- **SET PROBLEM**:
Please copy these items again, leaving out the pictures, and replace every "vegetation" with "moss" without changing anything else.

- **INPUT DATA**:
┌──

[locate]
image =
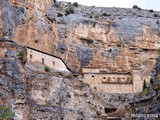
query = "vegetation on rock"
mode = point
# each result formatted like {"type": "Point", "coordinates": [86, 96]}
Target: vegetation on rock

└──

- **EXERCISE ANSWER**:
[locate]
image =
query = "moss on rock"
mode = point
# each result formatted like {"type": "Point", "coordinates": [86, 96]}
Target: moss on rock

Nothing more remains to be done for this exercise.